**TASK DESCRIPTION**
Translate this sentence from the passage on prisons into Spanish: "That’s not a punishment, it’s a reward."

** TEXT PASSAGE follows **

Say they don’t change their ways. Why spend so much money giving them somewhere to live, giving them food and water and encouraging them to associate with other people who seem unable to control their most aggressive, bestial urges? Why not, in fact, concede that taking these people out of the gene pool is the best thing we can do for society?

Why should they be able to wreak the kind of havoc they wreak and then end up cosseted by the system. Television, gymnasiums, basketball, rock hammers to make chess pieces, cushy jobs in the library, table tennis. I bloody love table tennis. That’s not a punishment, it’s a reward. They’re not prisons, they’re bloody holiday camps. It’s disgusting. Oh dear, i've done a rape, i'm going to have to go and live at bloody Center Parcs. Sentenced to water flumes every day for ten years.

** End of TEXT PASSAGE **
** RAW DATA follows **

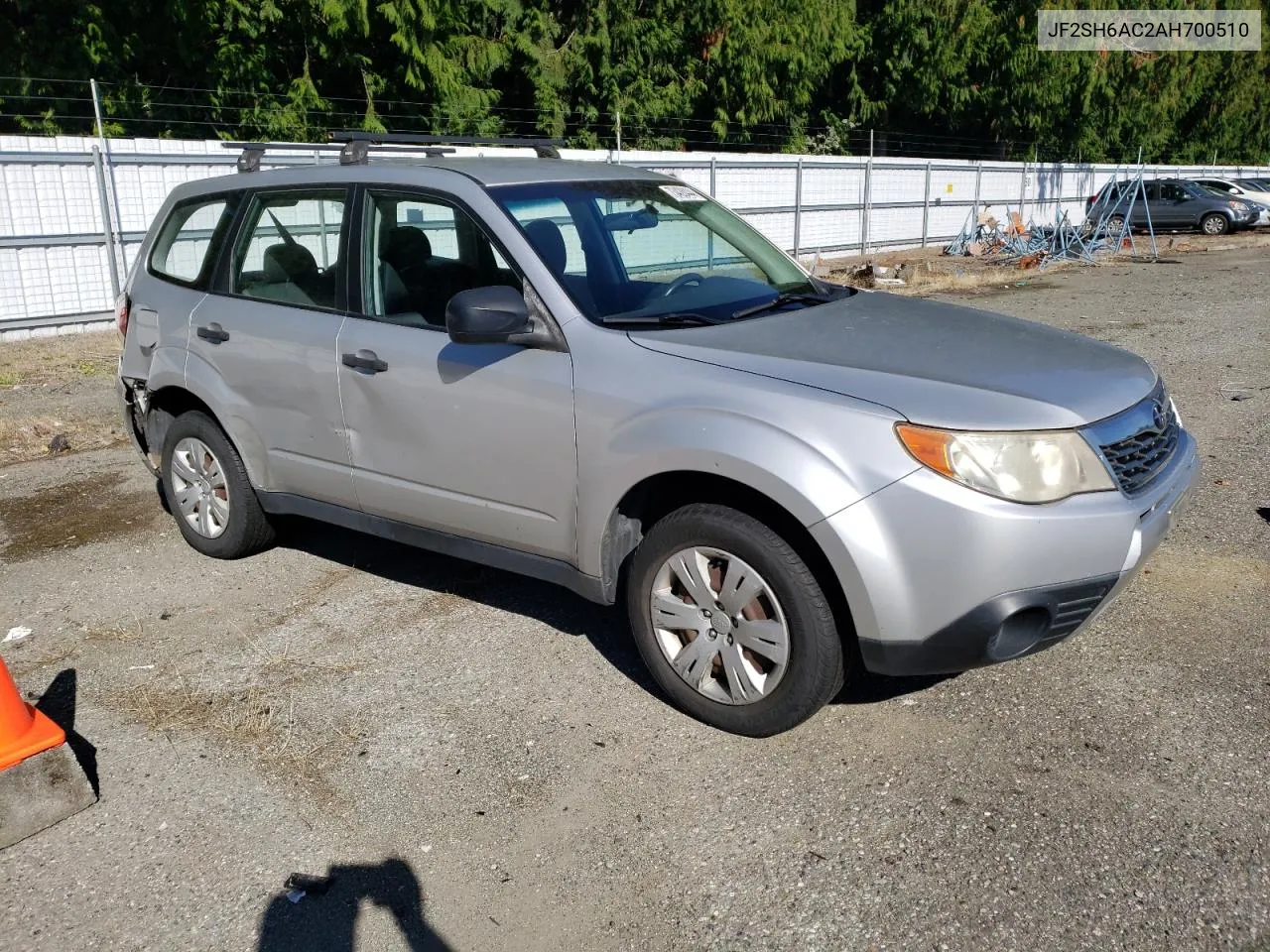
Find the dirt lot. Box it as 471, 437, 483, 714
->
0, 249, 1270, 952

** End of RAW DATA **

**WORKED SOLUTION**
Eso no es un castigo, es una recompensa.